▶ [Material provided]:
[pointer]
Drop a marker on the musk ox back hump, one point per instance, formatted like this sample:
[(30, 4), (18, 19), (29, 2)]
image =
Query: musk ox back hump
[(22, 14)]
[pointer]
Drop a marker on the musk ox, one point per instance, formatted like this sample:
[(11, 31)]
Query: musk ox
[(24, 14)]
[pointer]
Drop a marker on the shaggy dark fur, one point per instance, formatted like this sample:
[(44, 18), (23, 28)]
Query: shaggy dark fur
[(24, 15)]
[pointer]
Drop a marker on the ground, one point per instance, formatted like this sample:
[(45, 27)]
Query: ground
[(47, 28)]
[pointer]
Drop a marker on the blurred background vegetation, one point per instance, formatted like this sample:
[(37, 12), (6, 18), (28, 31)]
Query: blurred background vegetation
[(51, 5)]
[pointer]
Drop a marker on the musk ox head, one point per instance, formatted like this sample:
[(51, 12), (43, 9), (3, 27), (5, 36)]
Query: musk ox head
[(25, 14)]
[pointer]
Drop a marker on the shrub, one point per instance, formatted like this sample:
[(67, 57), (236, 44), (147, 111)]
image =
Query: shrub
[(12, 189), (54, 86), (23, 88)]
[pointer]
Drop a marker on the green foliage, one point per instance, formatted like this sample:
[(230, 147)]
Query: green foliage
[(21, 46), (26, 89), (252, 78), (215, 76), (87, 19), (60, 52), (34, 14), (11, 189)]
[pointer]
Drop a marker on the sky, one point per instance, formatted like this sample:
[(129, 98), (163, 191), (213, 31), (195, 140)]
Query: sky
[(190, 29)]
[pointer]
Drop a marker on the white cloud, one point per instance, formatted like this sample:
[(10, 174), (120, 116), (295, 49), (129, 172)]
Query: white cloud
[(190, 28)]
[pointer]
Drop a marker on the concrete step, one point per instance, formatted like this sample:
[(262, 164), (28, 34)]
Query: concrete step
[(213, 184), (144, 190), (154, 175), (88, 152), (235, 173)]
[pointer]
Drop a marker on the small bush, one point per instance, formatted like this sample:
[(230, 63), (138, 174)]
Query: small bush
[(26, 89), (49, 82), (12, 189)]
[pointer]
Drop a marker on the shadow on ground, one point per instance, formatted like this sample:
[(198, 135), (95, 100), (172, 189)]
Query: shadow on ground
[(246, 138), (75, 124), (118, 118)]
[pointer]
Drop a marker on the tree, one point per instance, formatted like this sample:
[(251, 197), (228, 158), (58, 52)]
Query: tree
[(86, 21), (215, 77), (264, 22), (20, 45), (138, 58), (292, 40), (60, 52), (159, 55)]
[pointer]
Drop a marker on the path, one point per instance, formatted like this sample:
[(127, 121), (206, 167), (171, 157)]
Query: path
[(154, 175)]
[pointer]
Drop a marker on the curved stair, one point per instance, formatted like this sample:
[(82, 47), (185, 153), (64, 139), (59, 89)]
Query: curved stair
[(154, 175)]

▶ [Required task]: Reproduce the data in its entirety, matching each character.

▶ [Finished task]:
[pointer]
Drop a marker on the musk ox back hump, one point per instance, formatted like this sample:
[(30, 4), (18, 19), (29, 2)]
image =
Query: musk ox back hump
[(22, 14)]
[pointer]
Drop a marker on the musk ox, one point per instance, formatted like this sample:
[(11, 31)]
Query: musk ox
[(24, 14)]
[pointer]
Drop a marker on the shaggy dark fur, one point per instance, formatted like this sample:
[(44, 18), (23, 28)]
Query: shaggy dark fur
[(24, 15)]
[pointer]
Drop a marker on the ground, one point per instance, formatted like this sample:
[(45, 27)]
Query: ground
[(47, 28)]
[pointer]
Drop a marker on the blurred background vegetation, one point per instance, formatted like this sample:
[(37, 12), (6, 18), (28, 31)]
Query: blurred background vegetation
[(51, 5)]
[pointer]
Drop a marker on the musk ox head, one point per instance, formatted like this sample:
[(51, 12), (43, 9), (3, 27), (5, 36)]
Query: musk ox head
[(25, 14)]
[pointer]
Drop a marker on the shrub, one point per instance, formatted like this sample:
[(67, 57), (236, 44), (147, 111)]
image =
Query: shrub
[(12, 189), (54, 86), (23, 88)]
[pointer]
Drop a marker on the green foliage, one point per instance, formatted like this sample:
[(230, 147)]
Query: green foliage
[(21, 46), (26, 89), (252, 78), (215, 76), (87, 19), (60, 52), (34, 14), (11, 189)]
[pointer]
Drop a marker on the sky, one point per instance, formatted like this sample:
[(129, 98), (163, 191), (213, 31), (195, 140)]
Query: sky
[(190, 29)]
[pointer]
Drop a marker on the white cloud, one point per instance, formatted like this sample:
[(10, 174), (120, 116), (295, 49), (129, 172)]
Query: white cloud
[(190, 28)]
[pointer]
Drop a marker on the concrete step, one point per instance, formatted like this sample:
[(262, 164), (28, 34)]
Query: concrete step
[(213, 184), (144, 190), (154, 175), (88, 152), (235, 173)]
[pointer]
Drop a marker on the small bush, one point per instance, formatted like this sample:
[(230, 63), (138, 174)]
Query: small bush
[(26, 89), (49, 82), (12, 189)]
[pointer]
Drop a marker on the shadow on ground, one point per instance, formatted like this sample:
[(198, 135), (95, 100), (172, 189)]
Query: shadow on ground
[(246, 138), (75, 124), (118, 118)]
[pointer]
Drop a marker on the tree, one point per instance, formatted like this sample:
[(251, 197), (228, 158), (58, 52)]
Query: tree
[(86, 21), (215, 77), (264, 22), (20, 45), (138, 58), (292, 40), (60, 52), (159, 55)]
[pointer]
Drop a marker on the path, one point per instance, formatted like this sample:
[(127, 121), (206, 167), (171, 157)]
Query: path
[(154, 175)]
[pointer]
Drop a marker on the curved stair, one point per instance, formatted like this sample:
[(82, 47), (185, 153), (64, 139), (59, 89)]
Query: curved stair
[(154, 175)]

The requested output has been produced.